#### WORK INSTRUCTIONS
Please update every one of the lines below so that "no brackets" becomes "no spaces", leaving the rest unchanged.

Excerpts from a detection dataset:
begin
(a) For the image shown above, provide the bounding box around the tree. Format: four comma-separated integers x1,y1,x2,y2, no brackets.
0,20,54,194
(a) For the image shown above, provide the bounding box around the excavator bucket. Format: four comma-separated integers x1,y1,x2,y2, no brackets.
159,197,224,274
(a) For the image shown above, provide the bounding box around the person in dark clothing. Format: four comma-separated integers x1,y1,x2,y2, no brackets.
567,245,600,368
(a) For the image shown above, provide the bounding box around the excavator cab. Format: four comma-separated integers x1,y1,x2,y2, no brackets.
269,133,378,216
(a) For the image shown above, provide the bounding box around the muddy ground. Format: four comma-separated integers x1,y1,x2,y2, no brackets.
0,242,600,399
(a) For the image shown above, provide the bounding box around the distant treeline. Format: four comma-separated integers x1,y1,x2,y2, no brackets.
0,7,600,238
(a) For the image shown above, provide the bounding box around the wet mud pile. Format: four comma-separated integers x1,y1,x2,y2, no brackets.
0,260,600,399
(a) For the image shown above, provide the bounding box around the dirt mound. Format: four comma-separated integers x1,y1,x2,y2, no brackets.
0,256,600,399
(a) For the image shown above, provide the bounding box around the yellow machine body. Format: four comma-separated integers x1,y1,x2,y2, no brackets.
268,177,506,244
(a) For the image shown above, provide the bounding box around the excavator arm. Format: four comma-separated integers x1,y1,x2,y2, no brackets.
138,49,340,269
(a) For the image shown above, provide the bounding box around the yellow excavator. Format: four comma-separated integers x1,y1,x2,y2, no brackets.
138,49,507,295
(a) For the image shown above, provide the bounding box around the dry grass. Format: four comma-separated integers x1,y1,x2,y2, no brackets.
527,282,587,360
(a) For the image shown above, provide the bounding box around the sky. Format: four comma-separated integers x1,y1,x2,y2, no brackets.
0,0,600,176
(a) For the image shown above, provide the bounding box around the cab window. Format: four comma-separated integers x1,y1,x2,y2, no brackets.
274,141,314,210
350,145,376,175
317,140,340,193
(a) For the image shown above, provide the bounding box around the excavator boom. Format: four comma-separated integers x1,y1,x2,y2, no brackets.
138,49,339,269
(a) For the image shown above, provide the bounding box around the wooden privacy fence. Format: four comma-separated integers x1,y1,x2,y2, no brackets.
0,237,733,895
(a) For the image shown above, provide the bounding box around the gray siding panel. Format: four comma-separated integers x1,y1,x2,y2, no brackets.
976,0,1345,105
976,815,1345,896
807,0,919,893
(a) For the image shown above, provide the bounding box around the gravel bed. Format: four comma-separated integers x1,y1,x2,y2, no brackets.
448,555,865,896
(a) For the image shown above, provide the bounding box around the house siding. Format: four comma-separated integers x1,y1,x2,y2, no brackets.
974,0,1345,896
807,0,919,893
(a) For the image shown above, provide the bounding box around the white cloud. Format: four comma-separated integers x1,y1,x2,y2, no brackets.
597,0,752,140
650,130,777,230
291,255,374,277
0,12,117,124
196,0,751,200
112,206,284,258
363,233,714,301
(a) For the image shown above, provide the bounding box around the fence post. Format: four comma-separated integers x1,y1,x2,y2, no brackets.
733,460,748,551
end
#### RESULT OF THE TASK
(a) For the image shown above, provide the bounding box around the tree. Format: four comma-separated integers x1,y1,x2,y2, no spaces.
0,20,54,194
(a) For the image shown above, provide the bounding box around the excavator bucket. Format: four comma-separated integers x1,y1,x2,y2, no spaces.
159,197,224,274
(a) For the image shown above, provide the bounding box around the person in dark clothing. Format: four comma-separated integers x1,y1,x2,y2, no spaces.
567,245,600,368
(a) For the image shown above, provide the bounding box around the excavator cab. Format: four comma-separated integers x1,y1,x2,y2, no spaces.
269,133,378,216
(a) For the image shown above, provide the bounding box around the muddy ground. Format: four comma-separated integers x1,y1,x2,y2, no spaces.
0,242,600,399
(a) For the image shown above, provide the bounding box around the distant treeline. Format: four comma-separated integers x1,y1,x2,y2, no spaces.
0,7,600,238
(a) For the image shown above, provide the bounding box around the wet mud pile. Format: four comma-separated integers x1,y1,x2,y2, no spaces.
0,260,600,399
(a) For the image shown above, provide the bounding box around the dirt mound. Format: four comma-separated integers x1,y1,x2,y2, no spaces.
0,256,600,399
(a) For the image shown above, provide the bounding box around the yellow machine body. Format: four comma-separated integers x1,y1,x2,y2, no spaces.
268,177,506,244
(a) For the image shown above, provide the bounding box around the excavator arm. Format: four comma-separated integers x1,y1,x2,y2, no spaces.
138,49,340,269
(a) For the image shown above, provide the bounding box around the yellow excavator. Format: four comma-separated integers x1,y1,x2,y2, no spaces.
138,49,507,295
(a) For the image shown above, provide the bounding box around the dry grass. Format: four comma-separated integers x1,y1,x2,y2, no spaces.
527,282,587,360
(a) For the image shown above, provide the bounding box around the sky. Format: four comma-separated integers x1,y1,x2,y2, no spaces.
0,0,600,176
(a) For the image shown above, provide the bounding box around the cab window. Format: four comma-separated integers x1,y1,x2,y2, no spaces.
274,141,314,210
350,145,376,175
317,140,340,193
(a) For the image shown above, provide the bounding box around the excavator boom. Format: four comma-separated integers x1,y1,x2,y2, no spaces.
138,49,339,269
(a) For the image shown above, provide the bounding box around the wooden privacy fence. Format: four comma-separated integers x1,y1,x2,y2, no spaces.
0,237,733,895
(a) For the image shown above, provide the bounding box around the gray siding panel. Format: four comma-separated integers x1,y1,x2,y2, no spaces.
976,0,1345,105
976,815,1345,896
807,0,919,893
(a) For the image shown above, provide the bounding box around the gravel bed. Format: four comma-separated integers x1,y1,x2,y2, no spaces.
448,555,865,896
(a) For the image shown above, provide the bounding box around the house siding. Format: four comma-separated integers x1,y1,x2,y2, no spaces.
974,0,1345,896
807,0,919,893
(a) For the image shown above, provide the bounding box around the white cloud. Format: four comma-separated integers x1,y1,x2,y2, no spaces.
597,0,752,140
650,130,777,230
291,255,374,277
0,12,117,124
196,0,751,200
112,206,284,258
363,233,714,301
(a) For the image shown above, provide the bounding box around the fence post. Format: four comma-separated integers x1,y1,x2,y2, no spaces.
733,460,748,551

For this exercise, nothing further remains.